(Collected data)
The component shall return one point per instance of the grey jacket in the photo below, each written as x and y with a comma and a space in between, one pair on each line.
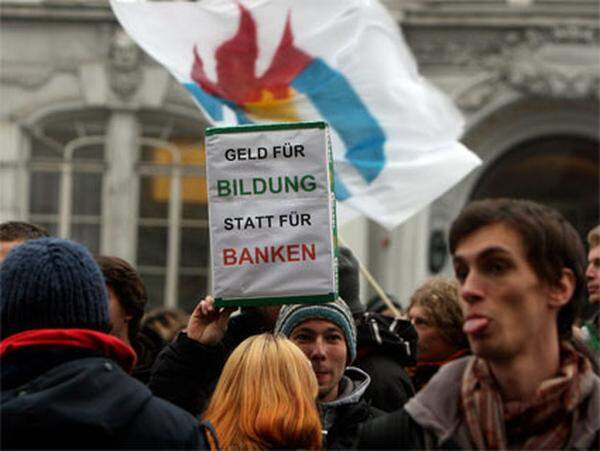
341, 418
436, 410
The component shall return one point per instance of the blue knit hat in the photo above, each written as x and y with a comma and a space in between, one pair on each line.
51, 283
337, 312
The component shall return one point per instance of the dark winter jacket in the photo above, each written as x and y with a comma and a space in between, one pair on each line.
341, 418
433, 419
382, 354
70, 396
186, 372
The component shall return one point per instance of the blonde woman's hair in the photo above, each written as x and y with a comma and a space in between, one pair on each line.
266, 397
438, 297
594, 237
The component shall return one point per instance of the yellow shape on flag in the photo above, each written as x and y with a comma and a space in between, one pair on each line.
270, 108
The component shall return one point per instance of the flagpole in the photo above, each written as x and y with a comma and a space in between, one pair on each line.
382, 294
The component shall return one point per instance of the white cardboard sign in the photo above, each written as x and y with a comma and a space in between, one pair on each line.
272, 214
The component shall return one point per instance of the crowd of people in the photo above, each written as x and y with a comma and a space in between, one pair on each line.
504, 355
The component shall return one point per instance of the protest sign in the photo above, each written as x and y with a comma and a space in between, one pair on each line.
272, 217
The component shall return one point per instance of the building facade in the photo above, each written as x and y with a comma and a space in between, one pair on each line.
100, 144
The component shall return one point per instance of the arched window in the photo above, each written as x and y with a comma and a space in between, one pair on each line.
69, 187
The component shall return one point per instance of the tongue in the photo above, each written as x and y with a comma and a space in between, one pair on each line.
474, 325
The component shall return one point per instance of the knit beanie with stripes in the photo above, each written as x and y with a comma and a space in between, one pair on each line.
336, 312
51, 283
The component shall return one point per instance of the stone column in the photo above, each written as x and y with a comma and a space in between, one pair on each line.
120, 193
13, 173
398, 259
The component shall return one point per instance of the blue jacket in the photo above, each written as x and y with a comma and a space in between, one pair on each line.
73, 397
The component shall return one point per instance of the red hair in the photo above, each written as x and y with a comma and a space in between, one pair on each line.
266, 397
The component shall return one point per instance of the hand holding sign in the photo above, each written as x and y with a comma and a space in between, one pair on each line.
208, 324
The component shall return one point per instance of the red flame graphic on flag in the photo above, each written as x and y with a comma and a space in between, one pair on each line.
236, 60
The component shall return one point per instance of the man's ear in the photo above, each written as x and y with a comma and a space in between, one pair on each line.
561, 293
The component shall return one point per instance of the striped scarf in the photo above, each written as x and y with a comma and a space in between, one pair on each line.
544, 423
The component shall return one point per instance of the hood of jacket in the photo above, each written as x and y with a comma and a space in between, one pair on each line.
43, 385
380, 334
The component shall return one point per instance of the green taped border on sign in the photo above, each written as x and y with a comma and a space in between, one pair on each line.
264, 127
255, 302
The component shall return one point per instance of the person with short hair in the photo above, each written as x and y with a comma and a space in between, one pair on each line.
127, 301
528, 385
591, 317
266, 398
13, 233
65, 381
434, 310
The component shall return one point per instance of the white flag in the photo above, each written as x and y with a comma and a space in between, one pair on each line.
394, 135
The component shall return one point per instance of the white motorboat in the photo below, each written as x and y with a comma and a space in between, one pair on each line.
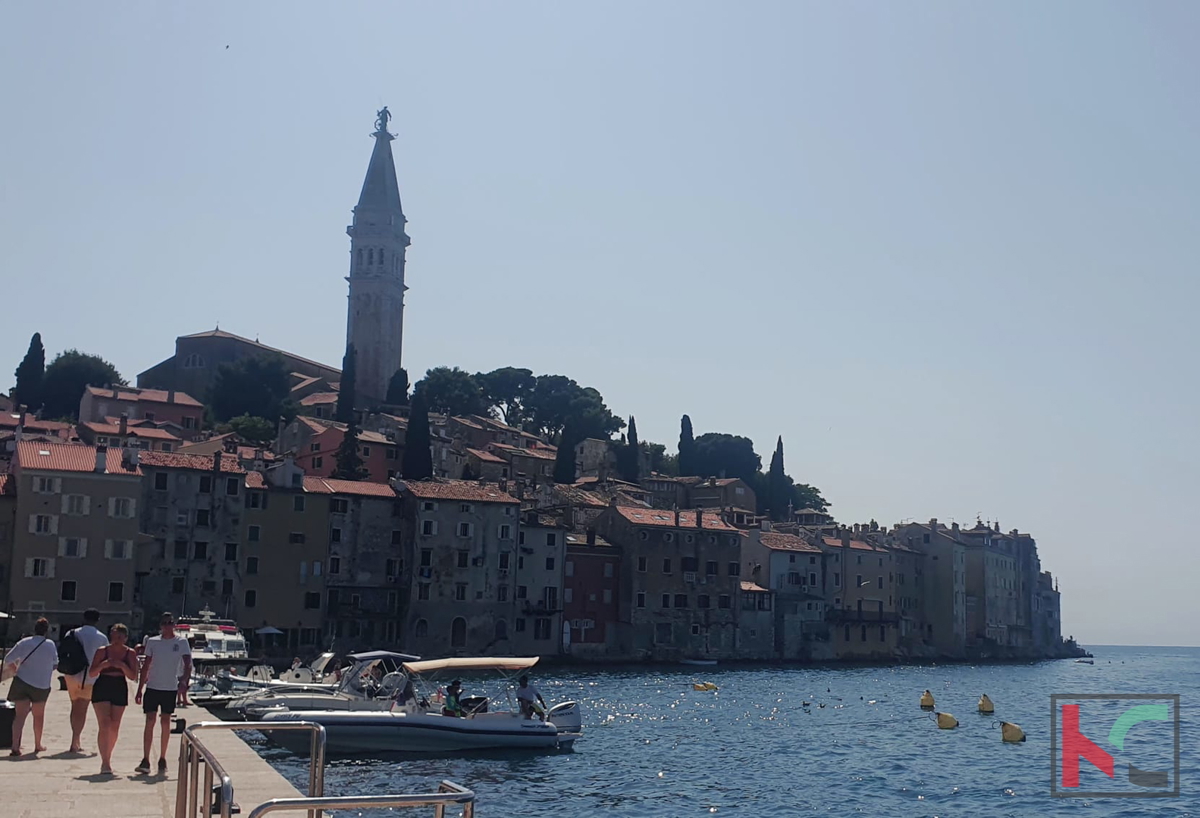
420, 725
370, 683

_Problem requirements_
Would you give the records again exactly, dropping the pictures?

_Exercise response_
The component shall return one point per instance of the grey jacket in the photo below, each written as x and y with a comma and a space in between, one pair on each line.
341, 418
436, 410
The component shall return one point per instance of the blue knit hat in the photo above, each written as x and y with a comma and a space in between, one pair on each line.
51, 283
337, 312
The component shall return one point per instance of the dark winter jacket in the photo above, each written as x and y with a comma and a space in between, one pair on each line.
341, 418
433, 419
382, 354
70, 396
186, 372
The component shall return one point per instance of the blonde woman's hair in the photo above, each written as x and y with a comma and a space in between, one pair on each line.
266, 397
438, 297
594, 237
The component shall return one point per instance of the yellow shape on flag in the photo above, each written as x and y with a comma and a space in between, one pair on each line.
270, 108
The component shall return one point per instance of the flagpole in the photo above, each written as x and y with a comma and a space in between, one pair on each line.
382, 294
The component shall return one point per instance of the white cardboard sign in the photo above, each written as x and y with a comma and a space in between, one pair on each line.
272, 214
The component shall return one point per instance of the crowd of people in the photo above, each written as x and y with a comma and a space in between, one pair on each line.
504, 355
The component shall return one point per instance of the protest sign in the photo above, each written as x and y with a comma and a space in between, one pair on each line.
272, 217
The component shall return one point per instance of the building facade in the photo above, each written as x and y with a comma and a space in between, one pair on each line.
100, 144
The component shall return one point per instance of the arched window in the photo above, each written as x and y with a comma and a space in between, one pair on each line.
69, 187
The component shall return one point per instance of the tongue in the photo above, each written as x and y with a comma and a space in between, one pair on each line.
474, 325
The component shall return one point per instance of the knit beanie with stripes in the photo above, each written as x and y with a comma and a space in between, one pair on each line.
336, 312
51, 283
The component shall return one point per instance of the stone column in the photo above, each written as x and y with a comma and a space in between, one pair on each line.
120, 193
13, 173
398, 259
The component shall return one point per instance of the blue jacket in the photo above, each written as x and y with a comma and a space in between, one pair on each line.
73, 397
The component shall return one point per instance of the red hair in the photo above, each written as x and y with a comma and a space in between, one pair on each line.
266, 397
The component shall return one point per instance of the hand holding sign in the photo above, each written as x and y with a comma and a space in between, one pair on each line.
208, 324
The component shall return one point per instance of the red flame graphic on flag in the photo above, each written as x and y with a comma and a space in between, one pair on each line.
236, 60
The component shall return one point per instance of the man's ear in the photo above, each written as x and y with a comma and a space in between, one pair on each line.
561, 293
The component shall return one point per instance of the striped scarf in the photo above, each written as x and y with a comma and a space in between, one pair on each line.
544, 423
The component shall return one point per instance of the hood of jacket in the photo above, each written as x and y with a comma and a space in between, one pair on each line.
43, 385
380, 334
The component shall return one point per instance of the green taped border on sign in the photo above, each written as x and y with a comma and a space in between, one pair on each line.
264, 127
255, 302
The component shall return one point per instance of the person with short hair in the photo above, each written as x and y with a comma and a space in between, one pair on each line.
127, 301
528, 385
591, 317
266, 398
13, 233
65, 381
434, 310
The component shall return one point per instance of the white flag in the photo above, each written as x and y with a comma and a space in between, one pair on each line.
394, 135
The component shall return one point per instance of the white motorboat in the photo below, each written as x and y with a comma and a space in between, one pair on each line.
420, 725
370, 683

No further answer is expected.